What to do:
Below is a block of records. Copy every line in it that contains the word "covered".

Data for review:
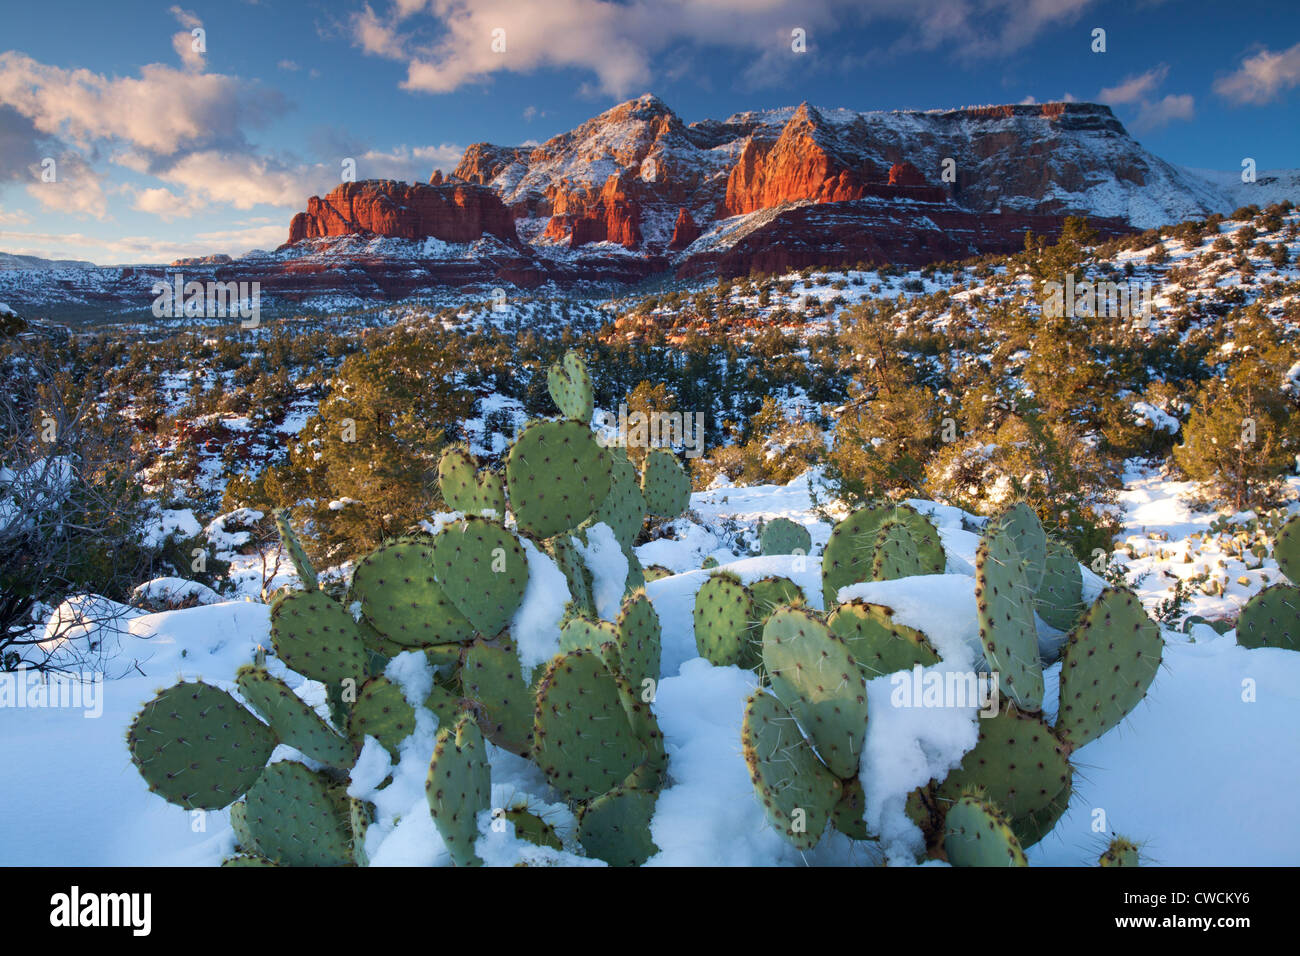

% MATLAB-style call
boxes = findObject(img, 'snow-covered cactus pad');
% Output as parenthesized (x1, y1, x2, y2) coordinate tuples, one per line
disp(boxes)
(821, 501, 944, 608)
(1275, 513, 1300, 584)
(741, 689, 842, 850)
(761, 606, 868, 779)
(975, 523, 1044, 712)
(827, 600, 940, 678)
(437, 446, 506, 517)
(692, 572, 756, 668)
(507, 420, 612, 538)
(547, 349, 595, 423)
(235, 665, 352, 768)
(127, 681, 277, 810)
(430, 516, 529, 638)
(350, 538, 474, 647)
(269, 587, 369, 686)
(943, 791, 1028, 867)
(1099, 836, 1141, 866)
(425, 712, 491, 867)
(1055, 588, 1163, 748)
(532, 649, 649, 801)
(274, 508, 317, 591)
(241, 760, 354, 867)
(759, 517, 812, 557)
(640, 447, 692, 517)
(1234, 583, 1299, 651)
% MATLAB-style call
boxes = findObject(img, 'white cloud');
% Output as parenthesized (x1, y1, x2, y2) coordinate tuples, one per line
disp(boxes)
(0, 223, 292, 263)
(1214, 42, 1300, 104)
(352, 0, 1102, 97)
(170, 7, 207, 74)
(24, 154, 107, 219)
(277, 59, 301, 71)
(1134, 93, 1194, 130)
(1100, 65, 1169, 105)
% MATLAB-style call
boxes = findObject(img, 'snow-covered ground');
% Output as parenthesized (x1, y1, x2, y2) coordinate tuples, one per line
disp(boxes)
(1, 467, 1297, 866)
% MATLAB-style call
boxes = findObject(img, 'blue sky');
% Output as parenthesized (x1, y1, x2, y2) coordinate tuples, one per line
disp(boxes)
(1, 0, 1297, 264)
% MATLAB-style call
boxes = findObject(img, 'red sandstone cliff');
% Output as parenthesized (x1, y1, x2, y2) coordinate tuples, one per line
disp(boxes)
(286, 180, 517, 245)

---

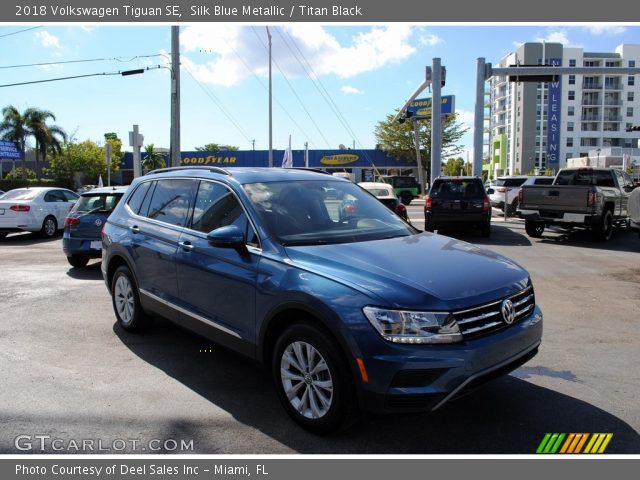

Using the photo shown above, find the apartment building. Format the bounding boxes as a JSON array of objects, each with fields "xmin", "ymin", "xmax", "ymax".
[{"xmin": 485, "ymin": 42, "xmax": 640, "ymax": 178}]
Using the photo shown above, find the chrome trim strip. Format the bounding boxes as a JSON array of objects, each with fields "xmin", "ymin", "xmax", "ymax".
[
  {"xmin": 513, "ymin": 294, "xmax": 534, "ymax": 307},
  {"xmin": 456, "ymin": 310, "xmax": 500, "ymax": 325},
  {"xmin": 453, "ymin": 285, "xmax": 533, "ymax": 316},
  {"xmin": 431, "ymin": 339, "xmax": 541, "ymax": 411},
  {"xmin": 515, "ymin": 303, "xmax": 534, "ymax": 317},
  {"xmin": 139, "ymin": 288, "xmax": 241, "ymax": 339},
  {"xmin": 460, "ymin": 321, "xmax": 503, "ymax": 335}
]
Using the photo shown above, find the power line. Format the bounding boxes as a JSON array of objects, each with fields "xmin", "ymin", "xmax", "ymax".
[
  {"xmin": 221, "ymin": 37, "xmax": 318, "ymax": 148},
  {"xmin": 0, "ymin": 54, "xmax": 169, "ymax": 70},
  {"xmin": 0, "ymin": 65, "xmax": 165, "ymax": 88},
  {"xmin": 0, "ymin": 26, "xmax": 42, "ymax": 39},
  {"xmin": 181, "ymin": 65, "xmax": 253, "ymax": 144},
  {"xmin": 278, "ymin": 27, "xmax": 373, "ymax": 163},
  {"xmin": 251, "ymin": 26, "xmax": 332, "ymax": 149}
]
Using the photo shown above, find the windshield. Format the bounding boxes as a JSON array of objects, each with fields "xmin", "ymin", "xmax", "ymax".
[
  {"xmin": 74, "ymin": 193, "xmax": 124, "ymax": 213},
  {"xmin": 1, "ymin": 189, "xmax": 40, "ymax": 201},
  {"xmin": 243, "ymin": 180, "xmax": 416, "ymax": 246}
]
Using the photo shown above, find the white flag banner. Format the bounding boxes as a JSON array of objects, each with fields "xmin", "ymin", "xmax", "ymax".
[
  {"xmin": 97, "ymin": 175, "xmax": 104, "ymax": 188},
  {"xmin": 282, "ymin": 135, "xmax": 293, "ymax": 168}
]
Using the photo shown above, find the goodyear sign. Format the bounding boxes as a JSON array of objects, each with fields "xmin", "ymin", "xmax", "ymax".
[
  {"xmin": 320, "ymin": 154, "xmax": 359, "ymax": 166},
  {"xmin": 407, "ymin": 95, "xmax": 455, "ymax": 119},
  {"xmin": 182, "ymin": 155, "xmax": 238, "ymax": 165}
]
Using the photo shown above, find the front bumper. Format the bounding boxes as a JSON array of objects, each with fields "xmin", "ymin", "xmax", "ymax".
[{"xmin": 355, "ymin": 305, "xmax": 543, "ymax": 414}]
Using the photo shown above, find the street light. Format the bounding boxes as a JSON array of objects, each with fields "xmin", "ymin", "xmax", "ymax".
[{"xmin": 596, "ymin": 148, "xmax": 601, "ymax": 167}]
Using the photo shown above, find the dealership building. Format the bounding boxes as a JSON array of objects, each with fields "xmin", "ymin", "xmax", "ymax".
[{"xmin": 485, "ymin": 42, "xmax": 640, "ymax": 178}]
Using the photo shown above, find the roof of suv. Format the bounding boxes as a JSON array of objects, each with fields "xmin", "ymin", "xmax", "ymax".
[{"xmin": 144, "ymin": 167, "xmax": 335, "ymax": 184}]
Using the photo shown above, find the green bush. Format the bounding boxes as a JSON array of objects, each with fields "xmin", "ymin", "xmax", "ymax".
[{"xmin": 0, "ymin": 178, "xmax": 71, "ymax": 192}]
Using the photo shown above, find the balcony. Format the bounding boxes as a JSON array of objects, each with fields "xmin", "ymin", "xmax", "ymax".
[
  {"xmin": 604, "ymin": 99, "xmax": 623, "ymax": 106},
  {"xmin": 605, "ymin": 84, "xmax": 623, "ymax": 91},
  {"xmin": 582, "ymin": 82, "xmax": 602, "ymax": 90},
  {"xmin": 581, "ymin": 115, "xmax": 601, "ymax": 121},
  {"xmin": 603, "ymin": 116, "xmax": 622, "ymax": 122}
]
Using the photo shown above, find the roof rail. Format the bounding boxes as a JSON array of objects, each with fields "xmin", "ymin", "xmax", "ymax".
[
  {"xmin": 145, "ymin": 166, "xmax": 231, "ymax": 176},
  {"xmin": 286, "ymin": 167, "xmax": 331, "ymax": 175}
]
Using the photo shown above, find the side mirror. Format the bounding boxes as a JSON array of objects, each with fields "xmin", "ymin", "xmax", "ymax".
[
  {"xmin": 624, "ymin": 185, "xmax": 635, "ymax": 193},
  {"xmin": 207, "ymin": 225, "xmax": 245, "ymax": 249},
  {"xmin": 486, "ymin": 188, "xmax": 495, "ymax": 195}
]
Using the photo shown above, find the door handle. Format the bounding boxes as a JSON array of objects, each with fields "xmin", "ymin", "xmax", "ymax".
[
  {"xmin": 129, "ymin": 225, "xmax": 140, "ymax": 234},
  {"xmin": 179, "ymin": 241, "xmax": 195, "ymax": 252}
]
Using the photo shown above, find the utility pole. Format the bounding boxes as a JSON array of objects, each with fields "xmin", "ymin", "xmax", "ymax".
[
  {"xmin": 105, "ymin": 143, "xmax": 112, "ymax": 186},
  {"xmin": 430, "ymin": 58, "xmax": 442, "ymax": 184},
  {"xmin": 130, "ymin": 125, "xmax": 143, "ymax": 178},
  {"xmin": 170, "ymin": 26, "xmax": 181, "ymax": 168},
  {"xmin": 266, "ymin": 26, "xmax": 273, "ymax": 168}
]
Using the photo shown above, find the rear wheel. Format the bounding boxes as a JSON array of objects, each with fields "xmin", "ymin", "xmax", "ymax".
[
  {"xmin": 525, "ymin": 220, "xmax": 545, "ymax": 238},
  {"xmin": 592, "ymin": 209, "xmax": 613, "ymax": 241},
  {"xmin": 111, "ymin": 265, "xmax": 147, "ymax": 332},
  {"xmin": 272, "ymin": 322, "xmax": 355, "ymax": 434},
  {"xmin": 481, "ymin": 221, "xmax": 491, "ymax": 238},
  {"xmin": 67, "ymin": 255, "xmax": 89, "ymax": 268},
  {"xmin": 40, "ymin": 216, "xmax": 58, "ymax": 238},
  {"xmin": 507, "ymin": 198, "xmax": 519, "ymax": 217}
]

Written response:
boxes = findObject(img, 'snow-covered cactus pad');
boxes = findObject(img, 'snow-covered ground');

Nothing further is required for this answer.